'''
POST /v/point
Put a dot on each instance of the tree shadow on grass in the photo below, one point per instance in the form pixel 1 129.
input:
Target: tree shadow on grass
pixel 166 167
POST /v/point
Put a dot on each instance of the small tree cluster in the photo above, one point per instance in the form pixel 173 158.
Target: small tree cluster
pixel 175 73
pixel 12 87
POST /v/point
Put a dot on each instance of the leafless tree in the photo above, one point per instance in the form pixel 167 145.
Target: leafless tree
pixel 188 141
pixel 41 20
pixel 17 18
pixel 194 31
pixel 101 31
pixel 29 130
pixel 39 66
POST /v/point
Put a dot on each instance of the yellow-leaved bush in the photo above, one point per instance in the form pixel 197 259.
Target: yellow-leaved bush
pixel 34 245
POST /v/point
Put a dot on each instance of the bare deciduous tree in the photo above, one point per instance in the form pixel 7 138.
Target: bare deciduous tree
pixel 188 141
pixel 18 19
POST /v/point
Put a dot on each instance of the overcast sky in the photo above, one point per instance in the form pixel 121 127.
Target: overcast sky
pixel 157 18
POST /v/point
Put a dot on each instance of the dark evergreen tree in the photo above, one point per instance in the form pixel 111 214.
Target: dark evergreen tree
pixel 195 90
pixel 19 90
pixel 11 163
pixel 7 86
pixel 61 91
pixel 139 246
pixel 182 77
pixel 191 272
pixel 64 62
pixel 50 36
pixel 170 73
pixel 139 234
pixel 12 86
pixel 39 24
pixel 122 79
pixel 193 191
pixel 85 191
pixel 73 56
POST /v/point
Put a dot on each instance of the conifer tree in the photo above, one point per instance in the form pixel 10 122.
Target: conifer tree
'''
◆ Exercise requirements
Using the listing above, work out how many lines include the word "conifer", and report that number alone.

◆ Answer to this problem
2